-- start of Raw data --

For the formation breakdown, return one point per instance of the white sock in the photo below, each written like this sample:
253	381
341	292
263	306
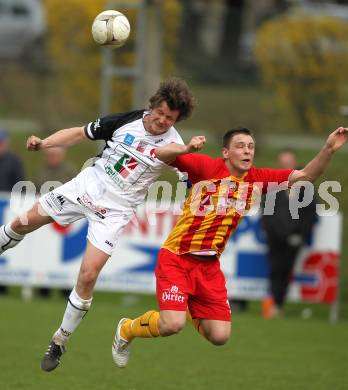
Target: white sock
8	238
75	310
13	234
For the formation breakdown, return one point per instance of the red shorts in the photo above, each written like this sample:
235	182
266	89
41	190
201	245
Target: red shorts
184	282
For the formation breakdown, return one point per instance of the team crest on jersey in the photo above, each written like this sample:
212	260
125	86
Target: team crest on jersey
129	139
125	168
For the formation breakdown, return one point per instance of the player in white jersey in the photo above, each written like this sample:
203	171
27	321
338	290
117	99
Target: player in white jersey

-- end of Raw data --

▸ Instructions for the task
In the records above, locate the line that contains "the red shorts". Repeat it and every line after it, exactly, and nothing else.

▸ Expected output
For the formation breakdown, return one point per instance of the red shorts in the photo above, each written like this sample:
235	182
266	89
41	190
201	245
Target: red shorts
184	282
For the formation breakdown, return one point per instance of the team crest on jersey in the photo above, each written like this sample:
212	260
125	86
Target: team crest on jersey
129	139
125	168
For the formation breakdown, return one point per instance of the player in white jersey in the photo above, each written like this sample:
203	171
27	321
338	290
117	99
Target: player in white jersey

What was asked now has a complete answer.